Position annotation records
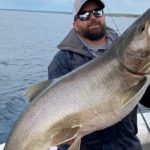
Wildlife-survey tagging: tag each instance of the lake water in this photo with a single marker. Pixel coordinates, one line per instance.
(28, 43)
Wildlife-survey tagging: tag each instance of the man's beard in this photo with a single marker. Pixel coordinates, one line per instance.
(94, 34)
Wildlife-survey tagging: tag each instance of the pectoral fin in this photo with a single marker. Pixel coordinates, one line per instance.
(75, 145)
(65, 135)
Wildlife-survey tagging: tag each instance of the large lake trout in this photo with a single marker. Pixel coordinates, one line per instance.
(93, 97)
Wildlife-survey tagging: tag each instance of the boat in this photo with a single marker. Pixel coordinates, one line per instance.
(143, 131)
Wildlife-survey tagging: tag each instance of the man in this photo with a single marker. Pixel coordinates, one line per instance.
(91, 37)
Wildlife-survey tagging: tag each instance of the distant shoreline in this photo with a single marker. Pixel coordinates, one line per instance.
(61, 12)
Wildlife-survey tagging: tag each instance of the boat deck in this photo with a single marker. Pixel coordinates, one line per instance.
(143, 132)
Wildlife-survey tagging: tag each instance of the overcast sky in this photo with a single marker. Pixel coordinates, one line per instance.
(115, 6)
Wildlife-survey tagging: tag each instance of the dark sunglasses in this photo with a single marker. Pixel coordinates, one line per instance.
(84, 16)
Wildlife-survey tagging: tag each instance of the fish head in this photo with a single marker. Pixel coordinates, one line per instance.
(134, 46)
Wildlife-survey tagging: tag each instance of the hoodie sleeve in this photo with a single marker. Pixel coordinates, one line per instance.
(59, 66)
(145, 99)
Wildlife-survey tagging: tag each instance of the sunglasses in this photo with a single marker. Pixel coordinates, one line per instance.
(85, 15)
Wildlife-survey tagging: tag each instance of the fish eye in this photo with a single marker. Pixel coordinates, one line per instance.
(141, 28)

Exercise description
Please reproduce all of the records above word for word, omitting the pictures.

Result of the exercise
Wildlife-survey tagging: tag each instance of the lake water in this photo with a single marker. Pixel coordinates, one line per instance.
(28, 43)
Wildlife-survey tagging: tag each instance of the man's beard in this photo with a single marker. Pixel coordinates, one line per instance.
(94, 34)
Wildlife-survey tagging: tag each instance of the pectoral fin in this photo with a single marker. Pixel coordinates, one line per instance.
(75, 145)
(65, 135)
Wildlife-survey tagging: tag each instance of the large lake trout in this photo with a single marker. Pixel coordinates, one line per instance.
(93, 97)
Wildlife-survey tagging: tag each instance of the boat in this photo with a single marker. Pixel coordinates, one line per instance.
(143, 131)
Wildlife-survey tagging: tag each instance of the man in this photo with a single marker. Pixel coordinates, one line per instance.
(91, 37)
Wildlife-survey tagging: tag each instance of the distant shoreline in this photo with a single marker. Pixel coordinates, one line per instance.
(61, 12)
Wildlife-survey tagging: tag each instance of the boat deck in this photo with a single marker. Pixel coordinates, one line per instance.
(143, 132)
Wildlife-survey tagging: tag each instance of the overcast sky in this photo with a single marker. Pixel coordinates, one line per instance.
(115, 6)
Wildlife-survey tagging: tag each instance of the dark sunglasses in this photo with a single marker. Pixel coordinates, one line per instance.
(84, 16)
Wildlife-survey tagging: tag each instance of the fish head in this photo with a single marker. Pixel coordinates, one line per instance.
(134, 46)
Wildlife-survey tagging: tag each instance of the hoodie sleeve in this photo with a single marker. Pixel coordinates, one line per instance.
(59, 66)
(145, 99)
Wildlife-survey tagging: tag each instance of the sunglasses in this photo with a single marker. Pixel coordinates, one line per instance.
(85, 15)
Wildlife-survey tagging: tag each instance of the fish eye in this photo with a single marker. Pixel coordinates, one line per instance.
(141, 28)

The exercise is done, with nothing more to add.